━━━━━ Passage provided ━━━━━

These two possibilities (as well as the third one of PIE being neither-nor, but rather a linguistic mixture of the languages of the EHG and Near East) are testable. The Anthony/Ringe version of the steppe hypothesis predicts pre-Yamnaya expansions from the steppe. Whether these happened and what was their makeup can be tested: if they did occur and they did lack "Near Eastern" ancestry, then the steppe hypothesis will be proven. PIE in the Near East, on the other hand, predicts that some PIE languages (certainly the Anatolian ones) will be a "within the Near East" expansion. If such migrations did occur and they lacked "EHG" ancestry, then some variant of the Gamkrelidze/Ivanov model will be proven. Or, the truth might be that everywhere where Indo-Europeans arrive they carry a blend of "West Asian" and "EHG", supporting the third possibility. Time will tell.

━━━━━

• Prompt 1
Using the passage on where PIE arose, explain in one to three sentences what finding would prove the Anthony/Ringe version of the steppe hypothesis.
• Prompt 2
In the passage on where PIE arose, what does the third possibility take PIE to be?
Rely only on the passage for these answers.

━━━━━ Supplied information ━━━━━

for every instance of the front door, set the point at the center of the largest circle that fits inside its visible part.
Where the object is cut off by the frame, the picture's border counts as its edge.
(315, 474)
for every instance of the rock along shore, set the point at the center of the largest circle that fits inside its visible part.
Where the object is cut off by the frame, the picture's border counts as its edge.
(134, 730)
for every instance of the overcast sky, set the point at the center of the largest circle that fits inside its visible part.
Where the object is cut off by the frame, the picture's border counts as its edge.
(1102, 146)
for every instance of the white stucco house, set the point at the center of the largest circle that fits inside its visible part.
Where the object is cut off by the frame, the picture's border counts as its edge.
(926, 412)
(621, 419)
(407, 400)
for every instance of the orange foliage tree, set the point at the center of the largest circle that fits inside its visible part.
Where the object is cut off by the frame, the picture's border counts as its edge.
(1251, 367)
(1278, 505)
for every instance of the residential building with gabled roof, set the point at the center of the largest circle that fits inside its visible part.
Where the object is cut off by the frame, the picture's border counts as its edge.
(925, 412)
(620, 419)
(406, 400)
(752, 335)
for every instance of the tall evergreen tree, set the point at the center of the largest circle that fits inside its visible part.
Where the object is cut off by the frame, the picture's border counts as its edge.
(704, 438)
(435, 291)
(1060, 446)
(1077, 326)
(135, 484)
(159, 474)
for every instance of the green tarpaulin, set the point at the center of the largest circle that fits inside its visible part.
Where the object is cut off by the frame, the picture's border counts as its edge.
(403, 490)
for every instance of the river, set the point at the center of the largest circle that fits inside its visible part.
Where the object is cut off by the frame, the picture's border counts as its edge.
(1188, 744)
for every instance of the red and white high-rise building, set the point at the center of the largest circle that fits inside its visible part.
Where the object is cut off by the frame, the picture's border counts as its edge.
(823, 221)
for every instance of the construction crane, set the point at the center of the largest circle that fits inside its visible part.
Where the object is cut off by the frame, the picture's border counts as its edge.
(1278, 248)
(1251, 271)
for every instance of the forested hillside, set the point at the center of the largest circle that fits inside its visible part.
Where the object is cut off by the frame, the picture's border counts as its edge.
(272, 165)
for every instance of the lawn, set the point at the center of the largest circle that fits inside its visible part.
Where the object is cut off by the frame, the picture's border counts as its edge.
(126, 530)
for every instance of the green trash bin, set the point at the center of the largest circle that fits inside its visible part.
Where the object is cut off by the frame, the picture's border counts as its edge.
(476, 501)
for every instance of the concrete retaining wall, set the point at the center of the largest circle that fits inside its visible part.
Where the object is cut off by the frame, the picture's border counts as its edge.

━━━━━

• Answer area 1
This version of the steppe hypothesis predicts pre-Yamnaya expansions from the steppe. If those expansions did occur and lacked "Near Eastern" ancestry, the steppe hypothesis would be proven.

• Answer area 2
A linguistic mixture of the languages of the EHG and the Near East.